Directions for this task:
Pick out each line in the listing below that contains the word "concrete" and copy those lines. The match is case-sensitive.

start Items

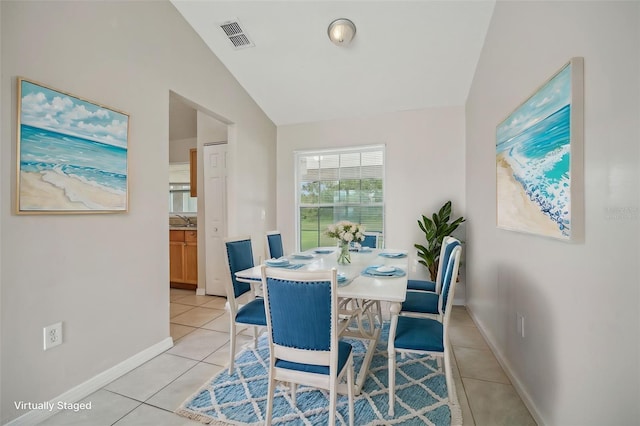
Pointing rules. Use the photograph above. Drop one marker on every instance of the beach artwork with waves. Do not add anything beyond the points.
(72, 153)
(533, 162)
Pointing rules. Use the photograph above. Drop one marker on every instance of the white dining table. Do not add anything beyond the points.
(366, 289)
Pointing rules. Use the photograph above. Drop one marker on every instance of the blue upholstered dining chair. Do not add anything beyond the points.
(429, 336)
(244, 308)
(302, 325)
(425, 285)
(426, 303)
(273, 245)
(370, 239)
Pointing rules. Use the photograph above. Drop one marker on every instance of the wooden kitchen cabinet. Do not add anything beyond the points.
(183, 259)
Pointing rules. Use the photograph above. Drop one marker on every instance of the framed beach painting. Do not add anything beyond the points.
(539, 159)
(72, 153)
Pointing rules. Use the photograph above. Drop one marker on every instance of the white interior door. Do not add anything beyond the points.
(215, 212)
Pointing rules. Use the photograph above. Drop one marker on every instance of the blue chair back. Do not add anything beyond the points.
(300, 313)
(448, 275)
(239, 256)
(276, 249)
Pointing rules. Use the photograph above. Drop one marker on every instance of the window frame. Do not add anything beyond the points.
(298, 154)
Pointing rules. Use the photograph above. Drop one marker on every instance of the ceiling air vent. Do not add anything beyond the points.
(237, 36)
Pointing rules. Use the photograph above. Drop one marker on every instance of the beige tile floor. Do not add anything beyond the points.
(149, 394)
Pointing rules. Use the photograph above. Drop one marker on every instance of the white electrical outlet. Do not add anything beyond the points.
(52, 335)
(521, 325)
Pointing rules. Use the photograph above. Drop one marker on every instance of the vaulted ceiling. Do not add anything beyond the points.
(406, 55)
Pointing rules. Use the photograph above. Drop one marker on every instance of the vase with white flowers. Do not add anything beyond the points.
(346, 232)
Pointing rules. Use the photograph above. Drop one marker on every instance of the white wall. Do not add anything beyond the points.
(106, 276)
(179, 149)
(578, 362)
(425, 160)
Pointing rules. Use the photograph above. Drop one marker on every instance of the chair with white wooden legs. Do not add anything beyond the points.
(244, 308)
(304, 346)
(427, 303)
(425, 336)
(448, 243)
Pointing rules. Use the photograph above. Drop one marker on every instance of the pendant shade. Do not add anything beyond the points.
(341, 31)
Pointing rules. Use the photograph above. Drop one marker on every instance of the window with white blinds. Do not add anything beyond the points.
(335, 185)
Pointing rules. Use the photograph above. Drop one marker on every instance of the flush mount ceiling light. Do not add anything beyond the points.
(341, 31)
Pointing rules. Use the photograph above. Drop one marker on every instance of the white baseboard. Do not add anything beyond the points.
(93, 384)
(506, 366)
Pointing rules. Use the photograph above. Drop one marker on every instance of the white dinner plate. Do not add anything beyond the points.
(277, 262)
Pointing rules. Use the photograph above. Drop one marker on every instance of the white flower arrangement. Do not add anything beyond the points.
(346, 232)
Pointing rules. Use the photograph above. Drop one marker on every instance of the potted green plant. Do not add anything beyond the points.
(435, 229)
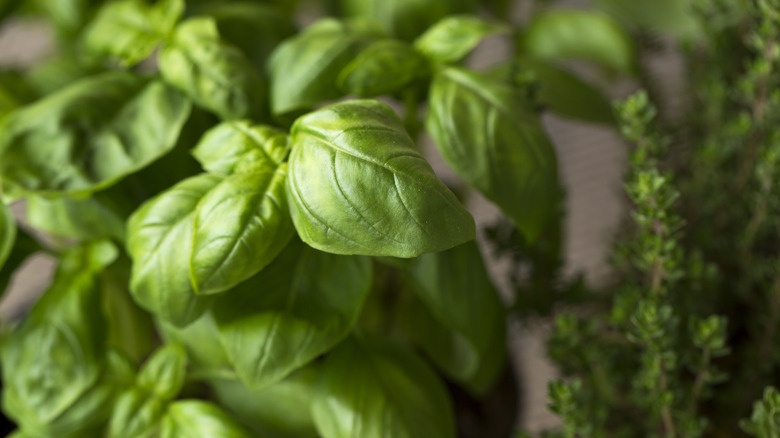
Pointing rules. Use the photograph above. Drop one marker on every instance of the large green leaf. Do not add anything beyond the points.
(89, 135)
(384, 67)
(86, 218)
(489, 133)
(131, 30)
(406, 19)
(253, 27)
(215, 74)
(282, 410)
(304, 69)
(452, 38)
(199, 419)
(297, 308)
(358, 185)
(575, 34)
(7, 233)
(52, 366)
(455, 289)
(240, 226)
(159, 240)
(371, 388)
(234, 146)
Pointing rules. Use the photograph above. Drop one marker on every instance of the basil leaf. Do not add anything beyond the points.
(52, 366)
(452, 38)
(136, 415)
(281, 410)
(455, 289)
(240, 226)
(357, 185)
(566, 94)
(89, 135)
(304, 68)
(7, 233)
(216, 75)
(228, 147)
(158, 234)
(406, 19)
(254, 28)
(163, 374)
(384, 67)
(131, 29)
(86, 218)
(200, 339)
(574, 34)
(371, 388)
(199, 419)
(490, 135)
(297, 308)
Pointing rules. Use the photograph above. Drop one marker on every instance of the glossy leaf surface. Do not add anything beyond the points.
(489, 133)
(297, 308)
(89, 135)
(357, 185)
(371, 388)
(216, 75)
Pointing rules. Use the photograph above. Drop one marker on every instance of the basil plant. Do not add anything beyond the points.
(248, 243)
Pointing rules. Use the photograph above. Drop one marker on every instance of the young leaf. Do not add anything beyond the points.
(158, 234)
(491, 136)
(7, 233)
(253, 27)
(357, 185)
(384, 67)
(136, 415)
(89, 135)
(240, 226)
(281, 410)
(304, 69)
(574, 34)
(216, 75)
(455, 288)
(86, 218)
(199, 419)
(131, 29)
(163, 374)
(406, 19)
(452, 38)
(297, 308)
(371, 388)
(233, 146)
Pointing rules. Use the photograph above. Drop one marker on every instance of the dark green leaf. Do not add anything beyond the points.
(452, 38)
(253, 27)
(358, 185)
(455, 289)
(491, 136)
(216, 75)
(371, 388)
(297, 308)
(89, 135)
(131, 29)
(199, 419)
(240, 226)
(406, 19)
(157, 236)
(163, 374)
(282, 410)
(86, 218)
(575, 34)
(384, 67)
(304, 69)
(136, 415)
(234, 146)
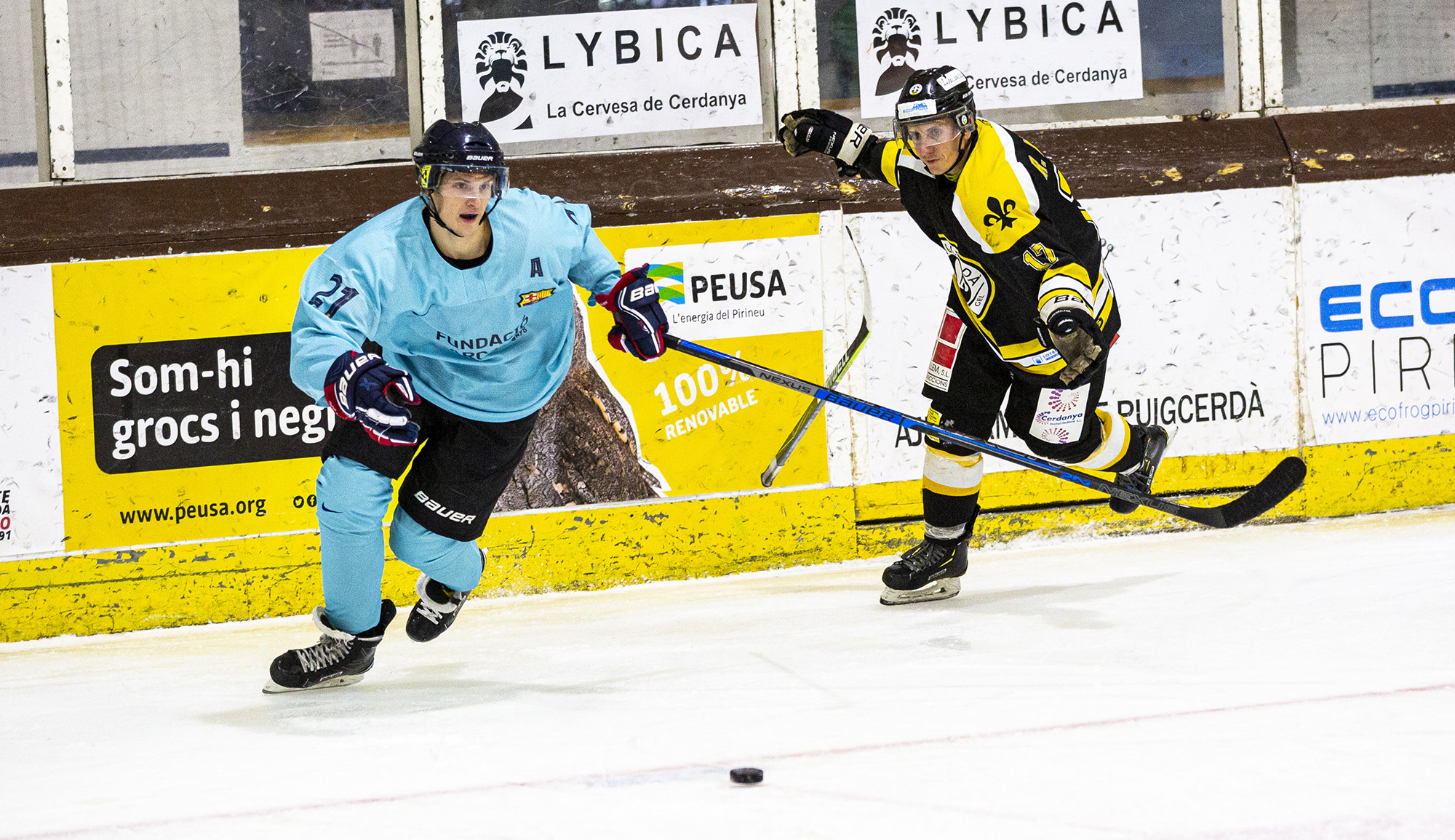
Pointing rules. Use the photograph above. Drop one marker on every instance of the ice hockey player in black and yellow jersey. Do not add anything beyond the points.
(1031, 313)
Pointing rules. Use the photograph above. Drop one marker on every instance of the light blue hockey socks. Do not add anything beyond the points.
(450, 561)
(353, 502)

end Items
start Items

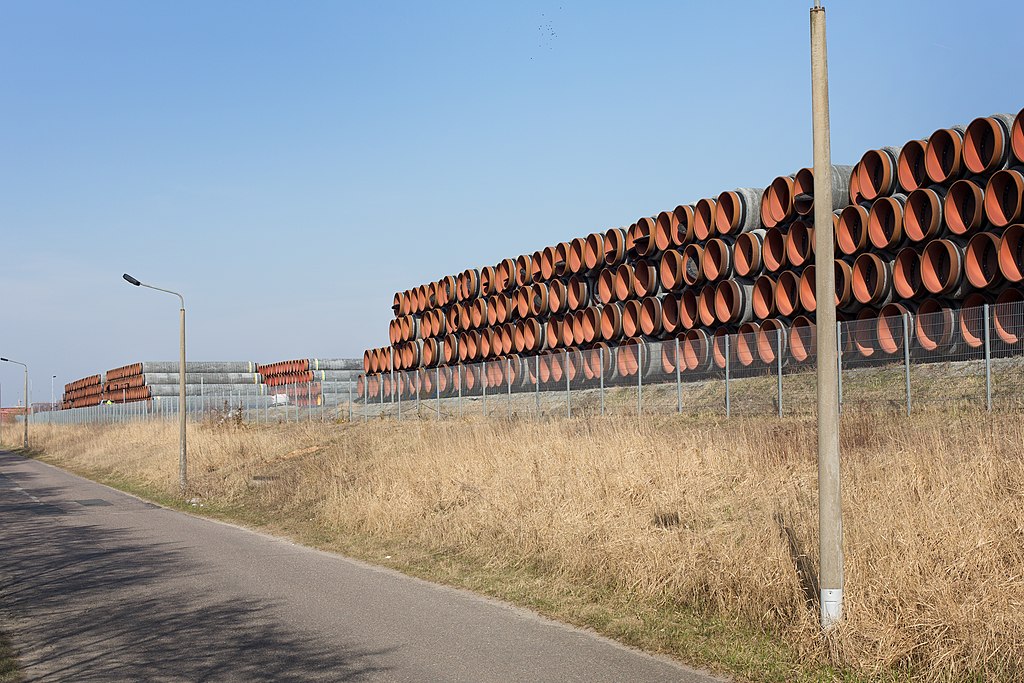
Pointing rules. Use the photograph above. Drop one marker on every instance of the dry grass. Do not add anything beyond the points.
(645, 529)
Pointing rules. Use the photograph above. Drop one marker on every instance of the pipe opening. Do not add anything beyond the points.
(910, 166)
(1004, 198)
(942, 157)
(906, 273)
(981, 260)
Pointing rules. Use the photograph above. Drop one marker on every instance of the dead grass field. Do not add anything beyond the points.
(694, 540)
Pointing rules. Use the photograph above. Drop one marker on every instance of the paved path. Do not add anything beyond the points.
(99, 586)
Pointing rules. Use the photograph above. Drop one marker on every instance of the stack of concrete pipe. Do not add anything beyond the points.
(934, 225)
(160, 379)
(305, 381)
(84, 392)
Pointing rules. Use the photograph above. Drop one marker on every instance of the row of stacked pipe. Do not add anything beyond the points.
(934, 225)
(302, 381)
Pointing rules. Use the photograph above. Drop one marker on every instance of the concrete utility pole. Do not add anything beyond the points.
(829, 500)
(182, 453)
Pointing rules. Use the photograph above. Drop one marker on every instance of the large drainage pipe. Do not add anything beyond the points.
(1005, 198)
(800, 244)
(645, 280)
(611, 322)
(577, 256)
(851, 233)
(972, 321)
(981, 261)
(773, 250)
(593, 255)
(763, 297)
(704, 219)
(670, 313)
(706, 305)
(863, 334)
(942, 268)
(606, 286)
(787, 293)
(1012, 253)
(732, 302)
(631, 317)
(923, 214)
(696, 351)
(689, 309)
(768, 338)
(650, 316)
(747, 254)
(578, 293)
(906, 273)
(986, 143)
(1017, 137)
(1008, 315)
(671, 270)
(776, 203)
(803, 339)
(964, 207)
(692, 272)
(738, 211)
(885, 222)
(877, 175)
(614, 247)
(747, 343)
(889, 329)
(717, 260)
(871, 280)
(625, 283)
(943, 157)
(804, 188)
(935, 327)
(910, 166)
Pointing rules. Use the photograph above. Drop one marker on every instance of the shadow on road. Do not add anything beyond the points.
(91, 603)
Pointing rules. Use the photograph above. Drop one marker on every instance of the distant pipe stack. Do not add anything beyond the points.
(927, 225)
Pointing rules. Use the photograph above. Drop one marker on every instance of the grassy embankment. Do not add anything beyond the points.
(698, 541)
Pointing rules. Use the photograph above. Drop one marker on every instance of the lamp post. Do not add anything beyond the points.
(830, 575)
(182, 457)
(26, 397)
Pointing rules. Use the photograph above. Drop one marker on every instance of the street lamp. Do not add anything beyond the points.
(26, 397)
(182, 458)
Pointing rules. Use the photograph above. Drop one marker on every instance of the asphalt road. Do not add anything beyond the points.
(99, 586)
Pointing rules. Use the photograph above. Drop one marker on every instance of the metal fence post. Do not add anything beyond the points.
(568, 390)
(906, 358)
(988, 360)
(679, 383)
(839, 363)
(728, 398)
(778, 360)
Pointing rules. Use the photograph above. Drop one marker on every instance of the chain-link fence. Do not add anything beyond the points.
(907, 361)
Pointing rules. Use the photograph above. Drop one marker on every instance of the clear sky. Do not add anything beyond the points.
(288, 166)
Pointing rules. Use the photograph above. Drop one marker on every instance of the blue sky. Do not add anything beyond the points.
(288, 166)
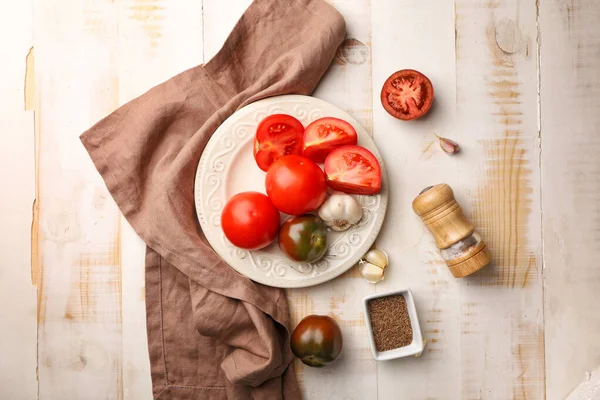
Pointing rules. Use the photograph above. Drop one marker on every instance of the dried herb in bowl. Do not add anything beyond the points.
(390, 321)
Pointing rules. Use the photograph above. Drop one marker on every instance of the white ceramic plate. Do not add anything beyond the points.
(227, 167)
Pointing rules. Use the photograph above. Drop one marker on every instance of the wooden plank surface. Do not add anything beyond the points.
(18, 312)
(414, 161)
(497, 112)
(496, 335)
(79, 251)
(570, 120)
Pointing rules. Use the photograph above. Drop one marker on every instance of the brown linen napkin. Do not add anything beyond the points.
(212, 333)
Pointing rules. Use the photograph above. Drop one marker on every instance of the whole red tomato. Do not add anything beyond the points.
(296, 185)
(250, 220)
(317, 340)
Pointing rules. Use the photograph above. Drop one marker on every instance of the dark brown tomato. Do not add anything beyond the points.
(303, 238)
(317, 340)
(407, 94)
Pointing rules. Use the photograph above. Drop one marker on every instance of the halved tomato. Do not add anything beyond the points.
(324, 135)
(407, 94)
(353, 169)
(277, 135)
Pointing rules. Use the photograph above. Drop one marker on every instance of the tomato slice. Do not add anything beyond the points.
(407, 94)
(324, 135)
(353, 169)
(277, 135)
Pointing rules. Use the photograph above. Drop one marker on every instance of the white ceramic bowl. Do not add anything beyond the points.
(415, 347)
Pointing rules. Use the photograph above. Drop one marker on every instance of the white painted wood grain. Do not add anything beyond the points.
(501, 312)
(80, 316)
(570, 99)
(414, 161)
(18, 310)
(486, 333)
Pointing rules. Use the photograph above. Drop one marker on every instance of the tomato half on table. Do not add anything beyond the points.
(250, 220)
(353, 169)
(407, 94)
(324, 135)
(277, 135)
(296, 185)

end Items

Response to the exercise:
Pointing rules. Use the photograph above. Drop one marker on every instance of the stack of concrete pipe. Do not add anything beyond the points.
Pointing rules. Use the photograph above. Drop one marker on every instance of the concrete utility pole. Do not add anything beyond the points.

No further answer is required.